### Exercise:
Omit every picture, then give all the entries again exactly.

*** Data extract

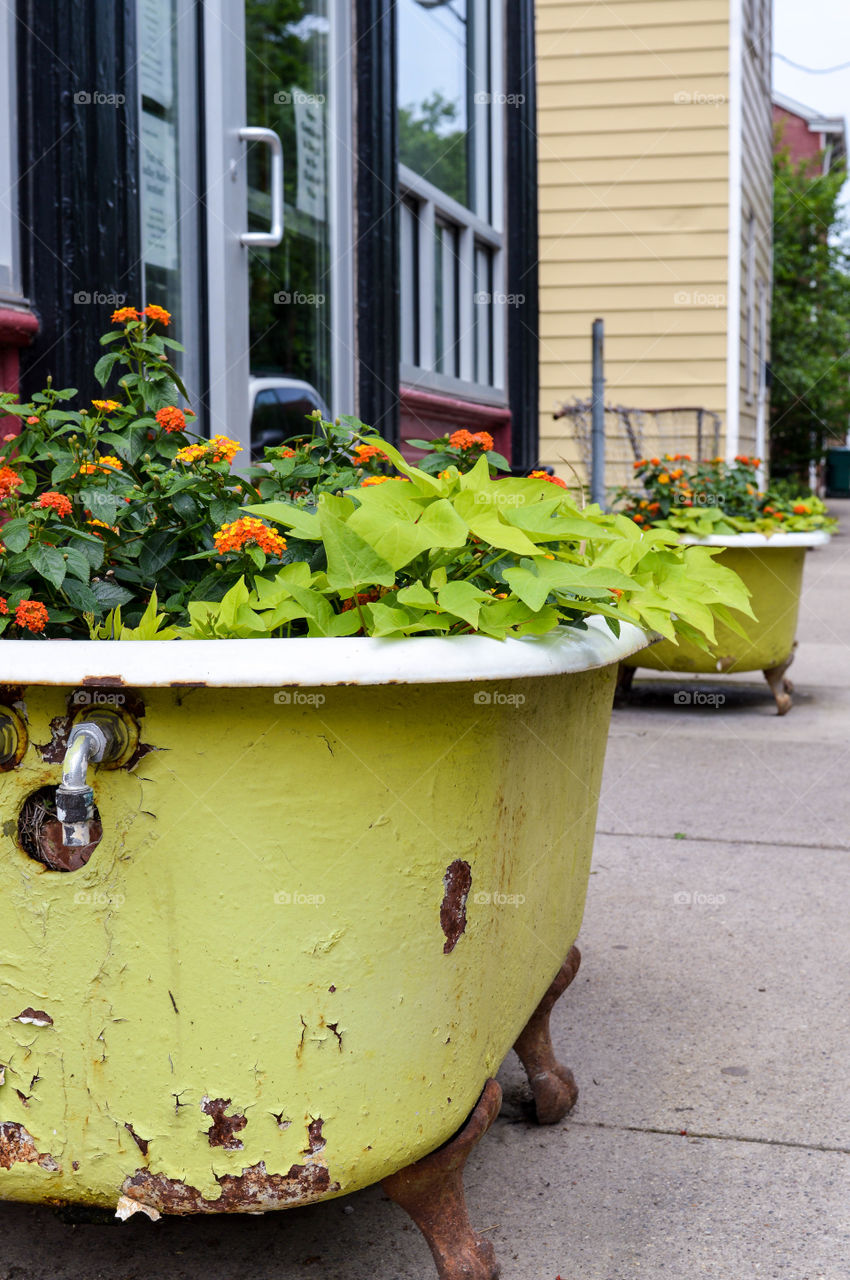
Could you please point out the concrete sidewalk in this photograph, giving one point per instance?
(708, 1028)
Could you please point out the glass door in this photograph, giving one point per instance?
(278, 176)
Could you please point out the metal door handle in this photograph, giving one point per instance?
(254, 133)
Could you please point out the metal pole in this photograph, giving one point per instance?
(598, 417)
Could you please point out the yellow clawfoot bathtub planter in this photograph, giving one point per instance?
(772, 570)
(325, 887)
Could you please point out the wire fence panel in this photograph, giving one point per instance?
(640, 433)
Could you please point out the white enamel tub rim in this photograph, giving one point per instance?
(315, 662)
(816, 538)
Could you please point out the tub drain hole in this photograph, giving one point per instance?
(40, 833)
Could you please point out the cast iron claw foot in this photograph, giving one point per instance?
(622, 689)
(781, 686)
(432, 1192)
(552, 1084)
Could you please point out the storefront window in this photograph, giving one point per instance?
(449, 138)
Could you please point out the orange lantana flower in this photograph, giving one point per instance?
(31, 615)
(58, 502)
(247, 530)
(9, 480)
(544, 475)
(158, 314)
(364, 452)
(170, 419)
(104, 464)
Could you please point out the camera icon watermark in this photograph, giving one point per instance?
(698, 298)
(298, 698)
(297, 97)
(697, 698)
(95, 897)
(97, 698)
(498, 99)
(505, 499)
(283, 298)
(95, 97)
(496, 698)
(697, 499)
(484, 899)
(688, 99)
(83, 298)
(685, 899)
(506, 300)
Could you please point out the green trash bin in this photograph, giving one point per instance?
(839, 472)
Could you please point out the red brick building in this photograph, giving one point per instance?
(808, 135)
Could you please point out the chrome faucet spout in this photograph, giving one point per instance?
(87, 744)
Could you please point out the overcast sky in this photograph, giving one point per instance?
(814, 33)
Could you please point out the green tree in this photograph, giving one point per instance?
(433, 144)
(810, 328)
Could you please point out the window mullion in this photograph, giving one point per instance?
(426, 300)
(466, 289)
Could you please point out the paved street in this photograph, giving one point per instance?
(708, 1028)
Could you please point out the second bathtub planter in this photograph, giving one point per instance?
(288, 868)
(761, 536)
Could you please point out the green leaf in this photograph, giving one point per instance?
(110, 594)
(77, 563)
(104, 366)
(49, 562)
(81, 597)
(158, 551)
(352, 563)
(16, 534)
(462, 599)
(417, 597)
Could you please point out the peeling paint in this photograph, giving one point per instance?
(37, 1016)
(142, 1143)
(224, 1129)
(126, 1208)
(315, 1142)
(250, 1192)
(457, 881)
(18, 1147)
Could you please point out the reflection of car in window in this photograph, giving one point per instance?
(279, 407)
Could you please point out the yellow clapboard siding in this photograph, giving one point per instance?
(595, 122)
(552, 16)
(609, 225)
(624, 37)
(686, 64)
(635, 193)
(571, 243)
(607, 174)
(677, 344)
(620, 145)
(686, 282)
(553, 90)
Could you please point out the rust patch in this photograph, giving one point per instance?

******

### Output of the exercise:
Could you please point out the concrete sidewalk in this photograph, giving one point per instance?
(708, 1028)
Could you please point out the glass door in this photograph, giving one point per instance?
(278, 176)
Could you please point out the metal door handle in this photograph, giving one point per instance?
(254, 133)
Could you please point out the metal pole in this photograph, giving one point per instance?
(598, 417)
Could you please point out the yellow clawfoot bathtub planter in this photograph, giving one point per instance?
(772, 570)
(325, 887)
Could you please point out the wire fence panel in this photograph, giving one point per instance?
(640, 433)
Could you please point out the white enamel tub rim in this photograph, giving one point per instance?
(315, 662)
(816, 538)
Could you please point out the tub drain hole in this photograph, giving one point per instance?
(40, 833)
Could you please point out the cast iron claw foot in this photograph, giving one point per instance?
(622, 689)
(781, 686)
(432, 1192)
(552, 1084)
Could you please point out the storefront window in this photograph, giving one point per instance?
(449, 138)
Could you please point out the orange lantana flower in this photograph, giving one point per instance?
(31, 615)
(58, 502)
(247, 530)
(9, 480)
(544, 475)
(158, 314)
(364, 452)
(170, 419)
(104, 464)
Could you please point out the camera icon watermark in this photograph, giving one point per instance?
(698, 298)
(298, 698)
(297, 97)
(697, 698)
(95, 897)
(97, 698)
(498, 99)
(505, 499)
(283, 298)
(95, 97)
(496, 698)
(697, 499)
(484, 899)
(688, 99)
(83, 298)
(685, 899)
(506, 300)
Could you please point out the green trash bin in this photograph, giving one point per instance?
(839, 472)
Could you please point out the red brick building in this photograph, giving one point per instance?
(808, 135)
Could you please point out the chrome faucet spout in this photograph, giving one point per instance?
(87, 744)
Could you please point out the overcast sky in this photograph, giving one point per instance?
(814, 33)
Could you please point out the green tree in this photograph, giving one point per instance?
(433, 144)
(810, 328)
Could you please point out the window mullion in this photograph, giving one point per instance?
(426, 300)
(466, 289)
Could you please point out the paved street in this photograph, giving one point per instance?
(708, 1028)
Could you please point out the second bathtub planter in this photograph, giving one point per instance?
(288, 868)
(761, 536)
Could you please point out the green leaf in this photograph, giving one point per instance?
(110, 594)
(77, 563)
(104, 366)
(49, 562)
(81, 597)
(158, 551)
(352, 563)
(16, 534)
(462, 599)
(417, 597)
Could you please point out the peeling paint in this photograph, giving one point per instance?
(37, 1016)
(142, 1143)
(224, 1129)
(126, 1208)
(315, 1142)
(250, 1192)
(457, 881)
(18, 1147)
Could you please point out the reflection of car in window in this photograph, giving one point per instance?
(279, 407)
Could you please point out the yellow clapboard siding in this photograph, giving one point per instance?
(595, 122)
(552, 16)
(609, 225)
(624, 37)
(686, 64)
(635, 193)
(571, 243)
(607, 174)
(677, 344)
(620, 145)
(686, 282)
(553, 90)
Could you please point out the rust patch in this photograph, giving one point per instance?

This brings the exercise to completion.